■ Written problem ■
In the lines below, find the one that contains "the canyon, written" and write it out exactly, along with every line that follows it.

■ Coordinate annotation entries ■
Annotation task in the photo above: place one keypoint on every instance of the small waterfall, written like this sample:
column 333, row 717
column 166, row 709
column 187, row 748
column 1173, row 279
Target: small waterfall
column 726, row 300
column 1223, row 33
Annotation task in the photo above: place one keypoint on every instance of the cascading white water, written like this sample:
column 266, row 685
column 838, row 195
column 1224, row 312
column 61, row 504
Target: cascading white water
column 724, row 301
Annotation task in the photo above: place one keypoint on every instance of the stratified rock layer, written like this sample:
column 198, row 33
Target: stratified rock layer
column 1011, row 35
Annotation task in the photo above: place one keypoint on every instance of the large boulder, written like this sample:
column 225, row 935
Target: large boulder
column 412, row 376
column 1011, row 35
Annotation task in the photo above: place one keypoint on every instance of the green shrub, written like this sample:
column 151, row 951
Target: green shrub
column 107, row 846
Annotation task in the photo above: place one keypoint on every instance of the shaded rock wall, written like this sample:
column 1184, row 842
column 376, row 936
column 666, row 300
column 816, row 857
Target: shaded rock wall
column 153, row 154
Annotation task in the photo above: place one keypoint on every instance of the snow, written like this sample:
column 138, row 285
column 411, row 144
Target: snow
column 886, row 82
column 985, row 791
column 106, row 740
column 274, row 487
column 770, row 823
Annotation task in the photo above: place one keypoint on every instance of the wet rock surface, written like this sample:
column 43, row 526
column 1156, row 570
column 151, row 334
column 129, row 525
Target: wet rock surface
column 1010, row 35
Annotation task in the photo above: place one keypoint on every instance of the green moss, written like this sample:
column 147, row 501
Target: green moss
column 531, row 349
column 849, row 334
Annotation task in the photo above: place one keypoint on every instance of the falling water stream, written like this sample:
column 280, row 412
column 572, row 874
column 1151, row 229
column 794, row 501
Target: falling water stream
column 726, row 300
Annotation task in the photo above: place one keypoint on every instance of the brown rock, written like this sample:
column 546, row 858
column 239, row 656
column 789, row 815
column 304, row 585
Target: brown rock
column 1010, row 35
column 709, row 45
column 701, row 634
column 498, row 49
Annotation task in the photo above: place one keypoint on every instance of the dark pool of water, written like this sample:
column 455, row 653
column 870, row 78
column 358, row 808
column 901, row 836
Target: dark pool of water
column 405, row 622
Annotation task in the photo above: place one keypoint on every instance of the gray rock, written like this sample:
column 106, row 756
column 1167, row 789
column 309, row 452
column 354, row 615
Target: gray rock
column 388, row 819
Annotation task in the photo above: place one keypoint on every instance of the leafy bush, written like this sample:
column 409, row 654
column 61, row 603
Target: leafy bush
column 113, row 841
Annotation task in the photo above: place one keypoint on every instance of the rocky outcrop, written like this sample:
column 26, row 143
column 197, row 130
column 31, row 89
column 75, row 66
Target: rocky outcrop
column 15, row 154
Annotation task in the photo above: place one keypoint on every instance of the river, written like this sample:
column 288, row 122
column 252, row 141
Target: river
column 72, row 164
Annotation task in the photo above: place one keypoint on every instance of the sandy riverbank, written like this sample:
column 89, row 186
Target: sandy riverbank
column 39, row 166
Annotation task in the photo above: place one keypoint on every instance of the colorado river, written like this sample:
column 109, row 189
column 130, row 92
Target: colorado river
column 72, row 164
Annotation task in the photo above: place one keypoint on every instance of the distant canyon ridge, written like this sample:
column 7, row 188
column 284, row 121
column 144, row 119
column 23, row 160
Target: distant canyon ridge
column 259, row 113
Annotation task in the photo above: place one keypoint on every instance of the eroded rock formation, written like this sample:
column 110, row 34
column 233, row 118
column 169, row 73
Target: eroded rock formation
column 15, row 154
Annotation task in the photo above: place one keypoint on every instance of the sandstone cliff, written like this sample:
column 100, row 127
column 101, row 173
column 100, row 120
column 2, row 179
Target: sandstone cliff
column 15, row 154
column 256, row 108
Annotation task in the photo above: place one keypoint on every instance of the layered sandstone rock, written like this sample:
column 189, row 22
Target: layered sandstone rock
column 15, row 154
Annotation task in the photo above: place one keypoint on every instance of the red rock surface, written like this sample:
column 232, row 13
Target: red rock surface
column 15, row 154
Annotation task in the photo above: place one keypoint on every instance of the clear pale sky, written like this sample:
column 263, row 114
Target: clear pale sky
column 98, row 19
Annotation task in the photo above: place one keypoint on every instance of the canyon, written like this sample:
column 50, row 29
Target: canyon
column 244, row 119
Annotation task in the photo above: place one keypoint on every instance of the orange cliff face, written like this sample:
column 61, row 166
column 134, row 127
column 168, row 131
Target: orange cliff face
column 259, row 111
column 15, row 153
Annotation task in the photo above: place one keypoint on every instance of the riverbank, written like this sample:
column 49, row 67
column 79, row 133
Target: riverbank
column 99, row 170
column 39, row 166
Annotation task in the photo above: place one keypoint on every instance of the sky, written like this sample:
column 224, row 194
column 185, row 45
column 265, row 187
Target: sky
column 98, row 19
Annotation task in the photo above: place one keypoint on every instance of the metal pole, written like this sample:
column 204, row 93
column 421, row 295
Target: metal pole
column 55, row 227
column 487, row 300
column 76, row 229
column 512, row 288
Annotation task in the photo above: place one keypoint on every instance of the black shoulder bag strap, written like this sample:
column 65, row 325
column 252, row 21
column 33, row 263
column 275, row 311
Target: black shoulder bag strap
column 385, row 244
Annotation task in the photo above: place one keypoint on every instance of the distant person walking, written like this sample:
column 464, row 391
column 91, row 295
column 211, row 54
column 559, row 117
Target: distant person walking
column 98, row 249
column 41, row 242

■ Written reply ■
Annotation task in the photo above: place one keypoint on every instance of the canyon, written like this sample:
column 50, row 29
Target: canyon
column 244, row 119
Annotation task in the photo above: place one keypoint on every instance of the orange cliff face, written like this sample:
column 61, row 166
column 134, row 127
column 168, row 131
Target: orange cliff face
column 259, row 111
column 15, row 153
Annotation task in the photo above: place one keypoint on every instance of the riverbank, written like this sample:
column 49, row 67
column 79, row 133
Target: riverbank
column 99, row 170
column 39, row 166
Annotation task in the photo above: place one keypoint on every instance of the sky, written like this sample:
column 224, row 194
column 185, row 45
column 265, row 187
Target: sky
column 98, row 19
Annotation task in the photo above: place one keypoint on every instance of the metal pole, written like this sample:
column 204, row 93
column 421, row 295
Target: metal pole
column 55, row 227
column 487, row 300
column 76, row 229
column 512, row 288
Annotation task in the photo above: place one keypoint on every instance of the black shoulder bag strap, written like this sample:
column 65, row 325
column 252, row 21
column 33, row 263
column 275, row 311
Target: black shoulder bag strap
column 385, row 244
Annotation task in the photo above: place one keypoint on every instance of the distant person walking, written like this sample:
column 464, row 391
column 91, row 295
column 211, row 54
column 559, row 117
Target: distant person walking
column 98, row 249
column 41, row 242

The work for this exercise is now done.